Exercise objective: Rewrite the lines below as a JSON list of strings, one string per line, skipping any blank lines and leaving out the pictures.

Start Data for this exercise

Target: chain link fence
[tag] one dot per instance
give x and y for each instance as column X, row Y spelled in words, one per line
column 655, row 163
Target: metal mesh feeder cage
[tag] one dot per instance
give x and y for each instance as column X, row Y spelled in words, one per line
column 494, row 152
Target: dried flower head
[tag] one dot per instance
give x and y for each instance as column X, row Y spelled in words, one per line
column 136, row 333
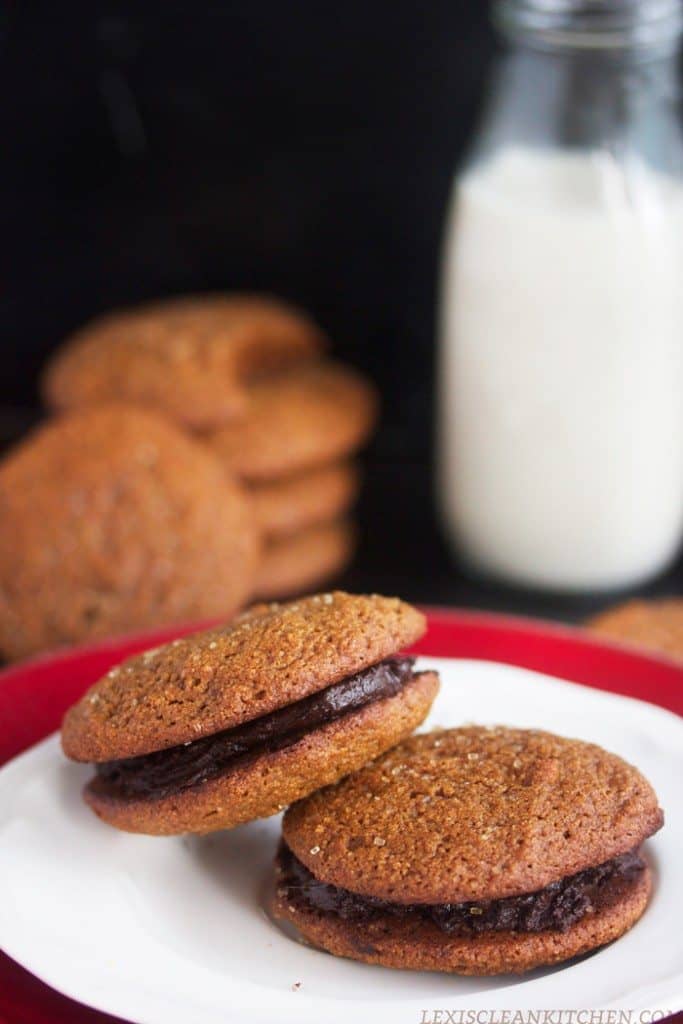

End Data for this exercise

Full answer:
[
  "Target: chain link fence",
  "[tag] one dot per instance",
  "give x and y for each instance as column X, row Y spelled in words, one per line",
  "column 655, row 163",
  "Target: metal mesh feeder cage",
  "[tag] one dot per instance",
  "give x and y for each instance as column X, row Y spelled in words, one per line",
  "column 494, row 152",
  "Target: dried flower head",
  "[tag] one dot per instance",
  "give x and y for each instance as column X, row Y spelled in words, one per line",
  "column 136, row 333"
]